# Start of The input

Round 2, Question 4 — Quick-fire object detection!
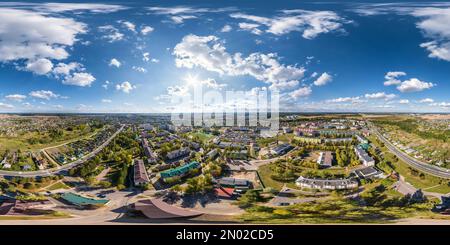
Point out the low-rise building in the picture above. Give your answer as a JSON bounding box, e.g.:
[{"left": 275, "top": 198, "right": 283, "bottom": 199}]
[
  {"left": 354, "top": 167, "right": 384, "bottom": 179},
  {"left": 270, "top": 143, "right": 294, "bottom": 156},
  {"left": 355, "top": 146, "right": 375, "bottom": 166},
  {"left": 216, "top": 177, "right": 252, "bottom": 190},
  {"left": 295, "top": 176, "right": 358, "bottom": 190},
  {"left": 317, "top": 151, "right": 334, "bottom": 168},
  {"left": 133, "top": 159, "right": 150, "bottom": 186},
  {"left": 161, "top": 161, "right": 201, "bottom": 180},
  {"left": 167, "top": 147, "right": 191, "bottom": 160}
]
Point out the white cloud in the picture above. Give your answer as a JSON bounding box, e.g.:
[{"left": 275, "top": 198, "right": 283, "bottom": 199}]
[
  {"left": 170, "top": 15, "right": 197, "bottom": 24},
  {"left": 173, "top": 34, "right": 305, "bottom": 86},
  {"left": 239, "top": 22, "right": 262, "bottom": 35},
  {"left": 33, "top": 3, "right": 127, "bottom": 14},
  {"left": 419, "top": 98, "right": 434, "bottom": 103},
  {"left": 62, "top": 72, "right": 95, "bottom": 87},
  {"left": 289, "top": 87, "right": 312, "bottom": 99},
  {"left": 430, "top": 102, "right": 450, "bottom": 109},
  {"left": 397, "top": 78, "right": 435, "bottom": 93},
  {"left": 384, "top": 71, "right": 406, "bottom": 86},
  {"left": 52, "top": 62, "right": 84, "bottom": 76},
  {"left": 167, "top": 86, "right": 189, "bottom": 96},
  {"left": 0, "top": 102, "right": 14, "bottom": 110},
  {"left": 30, "top": 90, "right": 60, "bottom": 100},
  {"left": 364, "top": 92, "right": 397, "bottom": 100},
  {"left": 5, "top": 94, "right": 27, "bottom": 102},
  {"left": 132, "top": 66, "right": 147, "bottom": 73},
  {"left": 314, "top": 72, "right": 333, "bottom": 86},
  {"left": 102, "top": 80, "right": 110, "bottom": 89},
  {"left": 412, "top": 7, "right": 450, "bottom": 61},
  {"left": 142, "top": 52, "right": 150, "bottom": 62},
  {"left": 116, "top": 81, "right": 136, "bottom": 94},
  {"left": 141, "top": 26, "right": 155, "bottom": 36},
  {"left": 98, "top": 25, "right": 124, "bottom": 43},
  {"left": 119, "top": 21, "right": 136, "bottom": 32},
  {"left": 230, "top": 9, "right": 349, "bottom": 39},
  {"left": 326, "top": 96, "right": 363, "bottom": 103},
  {"left": 109, "top": 58, "right": 122, "bottom": 68},
  {"left": 146, "top": 6, "right": 235, "bottom": 24},
  {"left": 220, "top": 25, "right": 233, "bottom": 32},
  {"left": 26, "top": 58, "right": 53, "bottom": 75},
  {"left": 0, "top": 8, "right": 86, "bottom": 63}
]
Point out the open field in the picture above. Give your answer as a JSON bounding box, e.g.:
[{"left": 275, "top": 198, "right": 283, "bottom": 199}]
[{"left": 369, "top": 136, "right": 450, "bottom": 194}]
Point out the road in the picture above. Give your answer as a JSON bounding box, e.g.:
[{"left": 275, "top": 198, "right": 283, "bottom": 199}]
[
  {"left": 393, "top": 176, "right": 450, "bottom": 199},
  {"left": 372, "top": 126, "right": 450, "bottom": 179},
  {"left": 0, "top": 125, "right": 125, "bottom": 177}
]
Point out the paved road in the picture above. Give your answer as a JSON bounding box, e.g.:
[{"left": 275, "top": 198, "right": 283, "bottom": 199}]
[
  {"left": 372, "top": 127, "right": 450, "bottom": 179},
  {"left": 0, "top": 125, "right": 125, "bottom": 177}
]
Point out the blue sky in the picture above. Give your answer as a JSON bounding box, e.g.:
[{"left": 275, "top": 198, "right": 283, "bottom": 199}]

# End of The input

--- Your instructions ---
Write out the material above once more, exactly as it reads, with no pictures.

--- Answer to this task ---
Round 2, Question 4 — Quick-fire object detection!
Point out the low-rise building in the picture above. Give your answer as a JSON bounding box, e.g.:
[{"left": 275, "top": 198, "right": 283, "bottom": 199}]
[
  {"left": 354, "top": 167, "right": 384, "bottom": 179},
  {"left": 270, "top": 143, "right": 294, "bottom": 156},
  {"left": 355, "top": 146, "right": 375, "bottom": 166},
  {"left": 216, "top": 177, "right": 252, "bottom": 190},
  {"left": 295, "top": 176, "right": 358, "bottom": 190},
  {"left": 317, "top": 151, "right": 334, "bottom": 168},
  {"left": 133, "top": 159, "right": 150, "bottom": 186},
  {"left": 161, "top": 161, "right": 201, "bottom": 180},
  {"left": 167, "top": 147, "right": 191, "bottom": 160}
]
Point out the white cloud in the picture above. Give your answer as a JSON bounding box, e.g.:
[{"left": 275, "top": 198, "right": 283, "bottom": 199}]
[
  {"left": 170, "top": 15, "right": 197, "bottom": 24},
  {"left": 173, "top": 34, "right": 305, "bottom": 86},
  {"left": 239, "top": 22, "right": 262, "bottom": 35},
  {"left": 33, "top": 3, "right": 127, "bottom": 14},
  {"left": 419, "top": 98, "right": 434, "bottom": 103},
  {"left": 62, "top": 72, "right": 95, "bottom": 87},
  {"left": 289, "top": 87, "right": 312, "bottom": 99},
  {"left": 430, "top": 102, "right": 450, "bottom": 109},
  {"left": 397, "top": 78, "right": 435, "bottom": 93},
  {"left": 384, "top": 71, "right": 406, "bottom": 86},
  {"left": 52, "top": 62, "right": 84, "bottom": 76},
  {"left": 167, "top": 86, "right": 189, "bottom": 96},
  {"left": 0, "top": 102, "right": 14, "bottom": 110},
  {"left": 30, "top": 90, "right": 60, "bottom": 100},
  {"left": 364, "top": 92, "right": 397, "bottom": 100},
  {"left": 5, "top": 94, "right": 27, "bottom": 102},
  {"left": 132, "top": 66, "right": 147, "bottom": 73},
  {"left": 314, "top": 72, "right": 333, "bottom": 86},
  {"left": 102, "top": 80, "right": 110, "bottom": 89},
  {"left": 412, "top": 7, "right": 450, "bottom": 61},
  {"left": 142, "top": 52, "right": 150, "bottom": 62},
  {"left": 116, "top": 81, "right": 136, "bottom": 94},
  {"left": 141, "top": 26, "right": 155, "bottom": 36},
  {"left": 98, "top": 25, "right": 124, "bottom": 43},
  {"left": 119, "top": 21, "right": 136, "bottom": 32},
  {"left": 230, "top": 9, "right": 349, "bottom": 39},
  {"left": 326, "top": 96, "right": 363, "bottom": 103},
  {"left": 109, "top": 58, "right": 122, "bottom": 68},
  {"left": 146, "top": 6, "right": 235, "bottom": 24},
  {"left": 220, "top": 25, "right": 233, "bottom": 32},
  {"left": 26, "top": 58, "right": 53, "bottom": 75},
  {"left": 0, "top": 8, "right": 86, "bottom": 63}
]
Point out the open field in the picture above. Give your answer as a JSON bounding box, e.g.:
[{"left": 275, "top": 198, "right": 283, "bottom": 199}]
[{"left": 369, "top": 136, "right": 450, "bottom": 194}]
Point out the road in the picture above. Give your answer as a JSON bounding box, e.g.:
[{"left": 275, "top": 198, "right": 283, "bottom": 199}]
[
  {"left": 393, "top": 176, "right": 450, "bottom": 199},
  {"left": 372, "top": 126, "right": 450, "bottom": 179},
  {"left": 0, "top": 125, "right": 125, "bottom": 177}
]
Point out the paved road in the picture above. Give your answer as a JSON bounding box, e.g.:
[{"left": 275, "top": 198, "right": 283, "bottom": 199}]
[
  {"left": 372, "top": 127, "right": 450, "bottom": 179},
  {"left": 0, "top": 125, "right": 125, "bottom": 177}
]
Point out the blue sky in the picture above. Give your answer as a JSON bounding box, e.g.:
[{"left": 275, "top": 198, "right": 283, "bottom": 199}]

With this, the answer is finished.